The task: Write out the following records verbatim, every line unchanged.

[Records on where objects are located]

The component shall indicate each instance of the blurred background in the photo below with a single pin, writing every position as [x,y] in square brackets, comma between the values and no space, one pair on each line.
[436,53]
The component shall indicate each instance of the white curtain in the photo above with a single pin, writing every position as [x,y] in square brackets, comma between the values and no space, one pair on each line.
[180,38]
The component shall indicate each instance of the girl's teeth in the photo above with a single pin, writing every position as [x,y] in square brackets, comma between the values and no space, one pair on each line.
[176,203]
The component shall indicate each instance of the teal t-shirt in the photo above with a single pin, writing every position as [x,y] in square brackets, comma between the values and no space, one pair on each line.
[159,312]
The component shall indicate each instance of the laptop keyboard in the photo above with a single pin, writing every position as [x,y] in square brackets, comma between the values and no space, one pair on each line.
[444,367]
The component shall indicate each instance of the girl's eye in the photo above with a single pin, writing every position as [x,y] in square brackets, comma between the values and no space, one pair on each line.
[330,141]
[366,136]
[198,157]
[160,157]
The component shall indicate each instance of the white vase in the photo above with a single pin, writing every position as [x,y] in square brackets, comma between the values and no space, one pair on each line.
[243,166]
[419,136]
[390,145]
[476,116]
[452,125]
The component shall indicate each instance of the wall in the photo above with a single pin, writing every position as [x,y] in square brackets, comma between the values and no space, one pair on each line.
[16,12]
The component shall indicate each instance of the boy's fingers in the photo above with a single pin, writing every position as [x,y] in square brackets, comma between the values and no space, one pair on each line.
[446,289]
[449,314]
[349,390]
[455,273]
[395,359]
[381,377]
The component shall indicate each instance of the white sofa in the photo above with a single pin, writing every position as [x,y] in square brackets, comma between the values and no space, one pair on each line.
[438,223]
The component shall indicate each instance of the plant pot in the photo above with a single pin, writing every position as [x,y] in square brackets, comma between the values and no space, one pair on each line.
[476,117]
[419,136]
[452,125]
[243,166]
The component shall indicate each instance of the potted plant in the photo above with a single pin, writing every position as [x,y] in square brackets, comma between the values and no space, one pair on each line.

Result of this exercise:
The component shall indicate each instance of the blurred background in the photo below with a single pin, writing every position as [x,y] in square brackets, comma between the values and no space, one pair on each line.
[436,53]
The component shall indicate each instance of the white curtain in the photo above with a single pin, writing every position as [x,y] in square brackets, comma between the values and no space, one pair on each line.
[180,38]
The component shall indicate each instance of the girl's teeth in the photo above with a single pin, writing every position as [x,y] in square brackets, comma between the values and no space, one pair on each line.
[176,203]
The component shall indicate each instance of the teal t-shirt in the photo above with a single pin, writing every position as [x,y] in square brackets, comma between the values and no space, one pair on each line.
[159,312]
The component shall indicate each instance of the laptop keyboard in the photo above with a single pin, writing every position as [x,y] in square brackets, comma between the values and no space, one pair on each line.
[444,367]
The component shall indicate each instance of the girl's eye in the photo above with a single pin, writing every position as [x,y] in square brackets, comma between the values and no space, one pair on each line.
[330,141]
[366,136]
[198,157]
[160,157]
The component shall indicate each instance of the white vase in the photo above with a single pin, writing every position as [x,y] in square brackets, comma between the values and no space, one pair on each line.
[243,166]
[419,136]
[390,145]
[476,116]
[452,125]
The component shall indicate each instance of the wall in the photo above with a single pin, writing every position as [x,y] in square brackets, comma between the values and no space, one pair on each line.
[16,12]
The component shall indicate each instance of the boy's fingers in the photo above with a single pin, writing every position as [x,y] in square brackets, comma between the values and no space, one pair on each line.
[446,289]
[449,314]
[349,390]
[455,273]
[395,359]
[381,377]
The component shall indicate each instance of the white sofa in the photo above with a single pin, writing every position as [x,y] in square brackets, comma between the values and no space, one pair on each line.
[438,223]
The component shall indicate each instance of the plant pot in the photo above with a single pin, writing every position as [x,y] in square brackets, comma between the values and no space, one pair on each line.
[476,117]
[419,136]
[452,125]
[243,166]
The component shall indicate each instance of the potted plant in the photo above with a single pin, writing every position as [x,y] in square brackets, comma between the values and no space, one pair on each line.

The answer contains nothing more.